* Work instructions: Quote the records in full and leave their pictures out.
[BEGIN Records for this exercise]
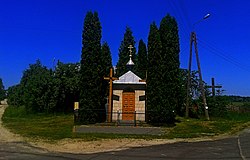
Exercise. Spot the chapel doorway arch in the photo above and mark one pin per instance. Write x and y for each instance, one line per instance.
(128, 104)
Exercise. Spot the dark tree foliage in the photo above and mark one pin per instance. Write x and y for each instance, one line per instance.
(65, 88)
(14, 95)
(155, 97)
(2, 91)
(45, 91)
(142, 60)
(171, 64)
(91, 72)
(37, 88)
(128, 39)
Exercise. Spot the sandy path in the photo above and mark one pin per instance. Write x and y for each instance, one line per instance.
(81, 146)
(5, 135)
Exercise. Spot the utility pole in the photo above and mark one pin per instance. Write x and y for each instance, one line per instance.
(193, 39)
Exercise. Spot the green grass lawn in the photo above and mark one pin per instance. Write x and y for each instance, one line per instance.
(59, 126)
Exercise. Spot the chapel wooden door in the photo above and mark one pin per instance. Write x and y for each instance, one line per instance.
(128, 105)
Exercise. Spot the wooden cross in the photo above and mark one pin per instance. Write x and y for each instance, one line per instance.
(213, 87)
(130, 50)
(110, 79)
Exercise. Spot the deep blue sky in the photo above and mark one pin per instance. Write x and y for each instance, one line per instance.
(48, 29)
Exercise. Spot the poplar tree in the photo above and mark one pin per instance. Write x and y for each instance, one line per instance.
(128, 39)
(142, 60)
(107, 64)
(91, 74)
(155, 99)
(2, 91)
(170, 56)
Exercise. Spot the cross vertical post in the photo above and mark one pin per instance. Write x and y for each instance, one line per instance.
(110, 99)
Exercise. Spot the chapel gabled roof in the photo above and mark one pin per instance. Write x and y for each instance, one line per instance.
(129, 78)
[END Records for this exercise]
* Complete answer:
Exercise. Spot the chapel doorway arch in the photo above and mark one pin per instance. Write x and y for each instance, one line per instance.
(128, 104)
Exercise. Spot the dark tree foliage in the photo above and mark one pin per instance. Write x and y for each instance, one line per instance.
(65, 88)
(14, 95)
(155, 97)
(2, 91)
(45, 91)
(142, 60)
(171, 64)
(91, 72)
(37, 88)
(128, 39)
Exercise. Spot the sandy path in the photo above and mark one pin per instance. Write x and y for each instance, one line per instance.
(81, 146)
(5, 135)
Exercise. Spot the utility pole in the photo above and mark one pin per instance. Write x and y for each instance, one line per instance.
(193, 39)
Exercise. Spot the green grass lawn in the photo above and mark one pin per instance. Write x and y for each instance, one line per instance.
(59, 126)
Exercise. Spot the chapel wooden door in the photo above and mark one pin per instance. Write x and y for each instance, one line per instance.
(128, 105)
Exercise. Spot the wooden cross in the photo above and mark one pin per instance. Write x and y for each instance, one line per instance.
(213, 87)
(130, 50)
(110, 79)
Exercise. Spot the deep blue sky in the photo above and mark one pin per instance. Write x and y for each instance, one line per instance.
(48, 29)
Exercise. Spot the poplar tree in the photo above and mark one pin per instance. Write x and y for each instance, one line per instance.
(128, 39)
(142, 60)
(107, 64)
(91, 74)
(155, 99)
(2, 91)
(170, 56)
Exercise. Spot the cross vertical post in the photo above and mark one pin per instance. Write x and y for each instance, one line per instance.
(110, 99)
Exercise. Spot the chapel gabled roof in the photo above and mark one pin per instance. Write x and y for each instance, one line per instance.
(129, 78)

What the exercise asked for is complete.